Each line of the listing that contains "arched" should be found and copied.
BEGIN Available data
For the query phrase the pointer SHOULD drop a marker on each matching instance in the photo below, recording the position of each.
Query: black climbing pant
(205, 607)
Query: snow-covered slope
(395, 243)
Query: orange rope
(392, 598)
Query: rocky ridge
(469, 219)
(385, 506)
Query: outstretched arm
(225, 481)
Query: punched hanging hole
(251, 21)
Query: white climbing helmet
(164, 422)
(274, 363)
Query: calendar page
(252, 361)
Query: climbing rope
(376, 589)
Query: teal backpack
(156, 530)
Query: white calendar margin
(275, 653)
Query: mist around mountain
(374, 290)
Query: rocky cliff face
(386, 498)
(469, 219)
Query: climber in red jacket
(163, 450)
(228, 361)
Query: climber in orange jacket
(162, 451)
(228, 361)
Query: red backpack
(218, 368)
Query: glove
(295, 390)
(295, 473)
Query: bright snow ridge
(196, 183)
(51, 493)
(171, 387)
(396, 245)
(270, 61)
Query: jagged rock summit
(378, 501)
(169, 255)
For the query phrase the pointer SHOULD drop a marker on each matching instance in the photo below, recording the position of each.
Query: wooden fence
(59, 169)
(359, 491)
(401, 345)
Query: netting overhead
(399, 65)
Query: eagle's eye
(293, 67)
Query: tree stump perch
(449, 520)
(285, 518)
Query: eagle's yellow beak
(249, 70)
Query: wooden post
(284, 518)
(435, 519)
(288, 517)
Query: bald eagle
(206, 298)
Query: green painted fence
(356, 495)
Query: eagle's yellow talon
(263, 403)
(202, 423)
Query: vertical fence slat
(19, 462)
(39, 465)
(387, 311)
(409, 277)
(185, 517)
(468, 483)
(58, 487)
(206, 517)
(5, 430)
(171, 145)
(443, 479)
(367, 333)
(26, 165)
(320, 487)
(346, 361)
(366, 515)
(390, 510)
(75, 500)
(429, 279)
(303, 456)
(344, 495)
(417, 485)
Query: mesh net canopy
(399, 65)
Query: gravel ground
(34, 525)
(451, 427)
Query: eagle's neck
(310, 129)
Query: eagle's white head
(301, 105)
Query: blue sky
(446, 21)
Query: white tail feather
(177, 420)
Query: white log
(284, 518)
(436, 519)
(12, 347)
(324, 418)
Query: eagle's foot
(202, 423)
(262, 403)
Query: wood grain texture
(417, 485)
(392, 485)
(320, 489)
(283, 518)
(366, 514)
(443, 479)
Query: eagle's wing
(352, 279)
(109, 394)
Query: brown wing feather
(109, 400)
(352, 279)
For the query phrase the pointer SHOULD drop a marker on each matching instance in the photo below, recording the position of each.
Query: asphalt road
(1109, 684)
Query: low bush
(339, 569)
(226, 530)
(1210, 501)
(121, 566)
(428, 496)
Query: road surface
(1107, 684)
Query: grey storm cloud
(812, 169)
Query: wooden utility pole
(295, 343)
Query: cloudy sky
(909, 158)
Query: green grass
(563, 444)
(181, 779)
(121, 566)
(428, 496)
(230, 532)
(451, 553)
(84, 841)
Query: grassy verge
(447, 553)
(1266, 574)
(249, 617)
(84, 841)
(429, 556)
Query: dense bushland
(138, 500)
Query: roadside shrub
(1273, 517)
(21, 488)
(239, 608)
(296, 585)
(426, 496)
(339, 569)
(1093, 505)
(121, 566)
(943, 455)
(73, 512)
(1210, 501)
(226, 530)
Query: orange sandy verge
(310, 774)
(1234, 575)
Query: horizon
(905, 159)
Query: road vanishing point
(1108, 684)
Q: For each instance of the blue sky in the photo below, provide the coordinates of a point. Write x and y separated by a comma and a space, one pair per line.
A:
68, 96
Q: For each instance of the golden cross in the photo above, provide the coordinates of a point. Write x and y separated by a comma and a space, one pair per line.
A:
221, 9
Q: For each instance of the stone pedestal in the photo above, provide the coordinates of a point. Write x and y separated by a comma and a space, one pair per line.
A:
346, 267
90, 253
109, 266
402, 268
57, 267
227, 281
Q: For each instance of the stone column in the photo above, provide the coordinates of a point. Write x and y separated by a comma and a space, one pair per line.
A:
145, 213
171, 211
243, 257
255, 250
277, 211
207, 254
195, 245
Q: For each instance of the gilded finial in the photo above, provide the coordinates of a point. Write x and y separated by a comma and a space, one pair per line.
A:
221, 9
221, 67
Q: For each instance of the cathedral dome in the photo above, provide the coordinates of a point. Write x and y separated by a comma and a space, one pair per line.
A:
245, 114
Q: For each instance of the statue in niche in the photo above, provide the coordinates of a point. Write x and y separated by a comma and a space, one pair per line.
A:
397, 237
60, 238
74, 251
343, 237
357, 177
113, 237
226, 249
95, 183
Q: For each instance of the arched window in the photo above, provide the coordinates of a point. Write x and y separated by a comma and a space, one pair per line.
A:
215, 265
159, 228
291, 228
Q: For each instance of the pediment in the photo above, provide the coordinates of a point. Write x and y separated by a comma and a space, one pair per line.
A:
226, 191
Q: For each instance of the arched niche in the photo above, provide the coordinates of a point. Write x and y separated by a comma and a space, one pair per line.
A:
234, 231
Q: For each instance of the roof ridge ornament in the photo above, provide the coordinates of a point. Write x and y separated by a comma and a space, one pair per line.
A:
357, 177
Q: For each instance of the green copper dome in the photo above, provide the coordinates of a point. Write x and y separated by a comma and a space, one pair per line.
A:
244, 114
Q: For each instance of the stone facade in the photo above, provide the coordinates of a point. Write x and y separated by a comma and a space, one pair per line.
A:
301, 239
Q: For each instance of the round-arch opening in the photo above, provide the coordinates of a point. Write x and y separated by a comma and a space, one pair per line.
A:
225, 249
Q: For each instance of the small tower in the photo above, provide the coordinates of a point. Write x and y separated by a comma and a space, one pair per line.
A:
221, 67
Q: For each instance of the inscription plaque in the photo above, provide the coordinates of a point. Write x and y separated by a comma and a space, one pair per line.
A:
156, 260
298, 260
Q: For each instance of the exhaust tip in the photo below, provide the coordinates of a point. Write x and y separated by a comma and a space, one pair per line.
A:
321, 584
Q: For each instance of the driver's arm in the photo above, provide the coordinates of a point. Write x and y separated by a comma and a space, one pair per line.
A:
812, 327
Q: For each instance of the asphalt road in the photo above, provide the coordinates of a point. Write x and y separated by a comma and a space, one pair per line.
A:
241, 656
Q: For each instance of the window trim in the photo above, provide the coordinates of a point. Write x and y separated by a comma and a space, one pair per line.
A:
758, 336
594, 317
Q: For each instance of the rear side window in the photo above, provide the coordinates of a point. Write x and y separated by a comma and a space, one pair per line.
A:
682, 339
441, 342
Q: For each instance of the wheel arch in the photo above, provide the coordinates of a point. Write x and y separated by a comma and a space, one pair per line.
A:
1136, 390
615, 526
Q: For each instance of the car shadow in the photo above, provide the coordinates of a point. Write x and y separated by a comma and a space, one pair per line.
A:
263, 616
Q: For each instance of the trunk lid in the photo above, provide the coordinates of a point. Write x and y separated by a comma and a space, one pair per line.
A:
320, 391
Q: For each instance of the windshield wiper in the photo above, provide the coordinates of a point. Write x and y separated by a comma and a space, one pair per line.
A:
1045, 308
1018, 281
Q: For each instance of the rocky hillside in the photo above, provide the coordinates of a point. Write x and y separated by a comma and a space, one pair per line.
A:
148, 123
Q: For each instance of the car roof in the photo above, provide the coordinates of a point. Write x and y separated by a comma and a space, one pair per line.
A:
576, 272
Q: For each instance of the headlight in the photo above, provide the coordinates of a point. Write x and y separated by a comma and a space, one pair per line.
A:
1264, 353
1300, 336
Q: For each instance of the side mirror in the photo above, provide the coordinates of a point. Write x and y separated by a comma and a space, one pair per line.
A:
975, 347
END Available data
▸ Response area
Q: For each instance of the arched window in the photo above, provide the coordinates of a point. Write x and y separated by a comma and a space, one pair per line.
Q: For each instance of the arched niche in the photo above, provide the coordinates of a point. Write x and y separated by a comma and a space, one pair per line.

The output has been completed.